— Task to carry out —
Could you rewrite the material below, replacing "innermost" with "most central" and leaving everything else unchanged?

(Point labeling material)
%%

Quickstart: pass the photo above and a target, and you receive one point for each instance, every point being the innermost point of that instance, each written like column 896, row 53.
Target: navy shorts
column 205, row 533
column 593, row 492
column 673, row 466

%%

— Solved exercise —
Quickstart: pass the photo above and a target, and you receive one point for each instance, every point being the most central point of that instance, each written like column 896, row 53.
Target: navy shorts
column 205, row 533
column 593, row 492
column 673, row 466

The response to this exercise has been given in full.